[Work item] Return the lines below exactly as they appear, please, starting with the first and ending with the one that contains "the guitar headstock".

*** Provided data ***

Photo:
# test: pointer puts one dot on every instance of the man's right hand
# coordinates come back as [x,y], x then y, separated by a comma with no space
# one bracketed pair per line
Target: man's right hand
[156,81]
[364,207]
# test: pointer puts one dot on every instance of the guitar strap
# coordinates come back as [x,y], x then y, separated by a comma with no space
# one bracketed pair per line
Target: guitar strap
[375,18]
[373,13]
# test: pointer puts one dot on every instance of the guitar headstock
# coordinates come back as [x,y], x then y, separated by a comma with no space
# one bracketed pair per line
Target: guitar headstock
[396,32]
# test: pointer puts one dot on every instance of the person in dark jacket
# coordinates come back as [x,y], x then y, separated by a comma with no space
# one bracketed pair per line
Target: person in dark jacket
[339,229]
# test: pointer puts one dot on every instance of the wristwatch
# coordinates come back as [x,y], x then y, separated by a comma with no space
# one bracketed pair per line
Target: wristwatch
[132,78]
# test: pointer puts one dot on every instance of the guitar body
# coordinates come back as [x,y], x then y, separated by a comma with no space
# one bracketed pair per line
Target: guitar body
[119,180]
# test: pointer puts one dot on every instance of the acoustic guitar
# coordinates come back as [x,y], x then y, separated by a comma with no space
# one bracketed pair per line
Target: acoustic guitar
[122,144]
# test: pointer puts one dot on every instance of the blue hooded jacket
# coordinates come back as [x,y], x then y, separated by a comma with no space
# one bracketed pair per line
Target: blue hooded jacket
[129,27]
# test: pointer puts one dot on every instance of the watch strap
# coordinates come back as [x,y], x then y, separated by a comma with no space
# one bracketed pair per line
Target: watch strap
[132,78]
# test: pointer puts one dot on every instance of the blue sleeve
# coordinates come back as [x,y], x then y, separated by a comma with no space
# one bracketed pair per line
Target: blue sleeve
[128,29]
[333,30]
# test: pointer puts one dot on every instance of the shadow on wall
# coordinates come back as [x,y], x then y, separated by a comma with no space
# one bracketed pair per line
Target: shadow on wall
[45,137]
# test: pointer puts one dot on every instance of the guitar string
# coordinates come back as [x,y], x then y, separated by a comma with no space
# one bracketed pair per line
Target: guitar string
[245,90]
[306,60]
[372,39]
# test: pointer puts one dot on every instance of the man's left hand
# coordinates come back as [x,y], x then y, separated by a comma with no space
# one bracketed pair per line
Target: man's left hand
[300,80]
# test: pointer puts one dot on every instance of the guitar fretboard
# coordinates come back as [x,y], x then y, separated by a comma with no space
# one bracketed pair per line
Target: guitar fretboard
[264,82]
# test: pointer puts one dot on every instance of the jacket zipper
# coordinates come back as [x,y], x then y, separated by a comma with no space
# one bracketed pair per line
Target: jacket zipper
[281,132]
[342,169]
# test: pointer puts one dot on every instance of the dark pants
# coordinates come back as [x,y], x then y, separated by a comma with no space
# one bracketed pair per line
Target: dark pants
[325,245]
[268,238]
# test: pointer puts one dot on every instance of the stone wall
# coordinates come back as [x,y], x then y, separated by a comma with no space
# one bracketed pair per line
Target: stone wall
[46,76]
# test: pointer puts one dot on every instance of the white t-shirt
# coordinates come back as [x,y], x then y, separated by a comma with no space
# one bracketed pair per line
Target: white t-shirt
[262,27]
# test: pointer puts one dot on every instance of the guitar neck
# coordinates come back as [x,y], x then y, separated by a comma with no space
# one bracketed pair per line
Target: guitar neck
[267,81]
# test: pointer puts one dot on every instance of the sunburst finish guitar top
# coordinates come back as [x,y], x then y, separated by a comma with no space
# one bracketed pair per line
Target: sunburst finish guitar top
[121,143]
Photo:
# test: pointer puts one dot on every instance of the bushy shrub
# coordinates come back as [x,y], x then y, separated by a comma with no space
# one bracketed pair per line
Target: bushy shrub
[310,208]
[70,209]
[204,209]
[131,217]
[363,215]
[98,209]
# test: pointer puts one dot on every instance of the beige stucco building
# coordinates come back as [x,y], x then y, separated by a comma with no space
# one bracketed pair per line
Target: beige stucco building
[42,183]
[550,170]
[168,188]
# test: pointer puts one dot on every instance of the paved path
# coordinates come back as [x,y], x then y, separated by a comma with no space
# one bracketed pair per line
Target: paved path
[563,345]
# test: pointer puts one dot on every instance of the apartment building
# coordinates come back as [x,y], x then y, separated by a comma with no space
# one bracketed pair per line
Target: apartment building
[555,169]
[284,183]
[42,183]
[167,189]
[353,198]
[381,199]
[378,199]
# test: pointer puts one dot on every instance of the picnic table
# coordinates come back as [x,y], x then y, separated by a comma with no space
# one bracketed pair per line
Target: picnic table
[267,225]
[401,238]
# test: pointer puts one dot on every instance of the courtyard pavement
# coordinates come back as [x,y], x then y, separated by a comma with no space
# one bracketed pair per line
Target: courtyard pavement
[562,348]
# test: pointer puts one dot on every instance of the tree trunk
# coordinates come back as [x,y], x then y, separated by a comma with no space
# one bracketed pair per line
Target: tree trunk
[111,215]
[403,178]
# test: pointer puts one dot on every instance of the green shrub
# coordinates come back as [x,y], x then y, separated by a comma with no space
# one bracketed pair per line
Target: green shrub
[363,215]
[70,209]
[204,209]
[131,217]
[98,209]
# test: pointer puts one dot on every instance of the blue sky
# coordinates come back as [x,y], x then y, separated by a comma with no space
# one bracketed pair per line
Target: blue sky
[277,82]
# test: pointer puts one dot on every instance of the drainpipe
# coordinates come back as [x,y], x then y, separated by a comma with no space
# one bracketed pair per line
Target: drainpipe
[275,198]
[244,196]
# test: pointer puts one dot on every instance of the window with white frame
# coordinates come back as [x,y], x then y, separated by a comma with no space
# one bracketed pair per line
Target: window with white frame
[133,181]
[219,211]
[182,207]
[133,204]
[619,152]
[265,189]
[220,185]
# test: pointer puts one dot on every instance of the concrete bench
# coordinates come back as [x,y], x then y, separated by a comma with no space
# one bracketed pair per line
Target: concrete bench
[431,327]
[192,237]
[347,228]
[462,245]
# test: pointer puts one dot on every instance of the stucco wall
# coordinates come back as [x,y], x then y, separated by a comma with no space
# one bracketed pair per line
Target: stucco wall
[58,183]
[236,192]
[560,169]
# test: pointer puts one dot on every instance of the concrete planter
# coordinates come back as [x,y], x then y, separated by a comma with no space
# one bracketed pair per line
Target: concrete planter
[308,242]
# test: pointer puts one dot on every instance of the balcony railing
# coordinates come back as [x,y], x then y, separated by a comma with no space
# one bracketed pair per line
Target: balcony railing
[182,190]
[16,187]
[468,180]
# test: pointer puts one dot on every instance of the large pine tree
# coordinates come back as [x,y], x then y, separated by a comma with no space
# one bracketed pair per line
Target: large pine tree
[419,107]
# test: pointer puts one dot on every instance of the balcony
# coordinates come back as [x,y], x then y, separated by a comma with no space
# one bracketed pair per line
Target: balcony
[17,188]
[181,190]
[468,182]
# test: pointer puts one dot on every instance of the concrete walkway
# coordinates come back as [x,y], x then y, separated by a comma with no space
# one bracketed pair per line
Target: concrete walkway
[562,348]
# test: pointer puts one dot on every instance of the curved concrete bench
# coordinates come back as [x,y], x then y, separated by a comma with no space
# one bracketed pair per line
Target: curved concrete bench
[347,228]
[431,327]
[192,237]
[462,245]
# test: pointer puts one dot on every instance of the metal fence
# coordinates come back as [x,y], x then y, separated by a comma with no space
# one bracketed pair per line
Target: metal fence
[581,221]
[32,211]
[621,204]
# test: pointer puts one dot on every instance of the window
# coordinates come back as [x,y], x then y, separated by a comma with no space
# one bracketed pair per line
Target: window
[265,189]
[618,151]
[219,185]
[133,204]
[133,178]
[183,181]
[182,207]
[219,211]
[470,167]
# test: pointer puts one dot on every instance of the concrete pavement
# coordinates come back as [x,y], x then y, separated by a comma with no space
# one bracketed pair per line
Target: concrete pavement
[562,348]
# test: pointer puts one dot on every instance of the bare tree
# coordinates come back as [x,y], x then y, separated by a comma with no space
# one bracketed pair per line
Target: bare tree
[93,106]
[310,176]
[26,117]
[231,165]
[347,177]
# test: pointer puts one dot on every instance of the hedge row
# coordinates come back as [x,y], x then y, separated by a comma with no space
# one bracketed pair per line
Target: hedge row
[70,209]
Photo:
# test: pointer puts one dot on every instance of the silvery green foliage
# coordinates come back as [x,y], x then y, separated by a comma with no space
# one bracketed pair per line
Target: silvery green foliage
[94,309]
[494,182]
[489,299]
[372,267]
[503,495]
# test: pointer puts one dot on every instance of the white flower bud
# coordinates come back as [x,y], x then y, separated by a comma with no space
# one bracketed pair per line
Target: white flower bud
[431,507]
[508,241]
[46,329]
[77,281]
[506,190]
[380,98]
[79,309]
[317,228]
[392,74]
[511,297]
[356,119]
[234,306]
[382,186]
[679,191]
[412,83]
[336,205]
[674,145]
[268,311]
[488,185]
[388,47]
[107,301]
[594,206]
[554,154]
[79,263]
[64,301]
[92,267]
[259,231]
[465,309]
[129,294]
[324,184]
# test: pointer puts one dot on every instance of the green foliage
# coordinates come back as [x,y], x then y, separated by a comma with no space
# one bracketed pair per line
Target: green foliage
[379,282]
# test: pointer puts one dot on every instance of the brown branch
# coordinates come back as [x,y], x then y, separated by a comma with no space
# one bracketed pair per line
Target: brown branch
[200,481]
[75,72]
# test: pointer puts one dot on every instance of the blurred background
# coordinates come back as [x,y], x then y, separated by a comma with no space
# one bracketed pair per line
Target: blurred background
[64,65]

*** End of Provided data ***

[Output of the exercise]
Photo:
# test: pointer puts one dot on every instance of the man's right hand
# coordinates come back as [x,y], x then y, separated by a comma with no space
# one bracketed pair per line
Target: man's right hand
[156,81]
[364,207]
# test: pointer puts one dot on every instance of the guitar strap
# coordinates come back as [x,y], x then y, separated by a comma with no space
# one bracketed pair per line
Target: guitar strap
[375,18]
[373,13]
# test: pointer puts one dot on every instance of the guitar headstock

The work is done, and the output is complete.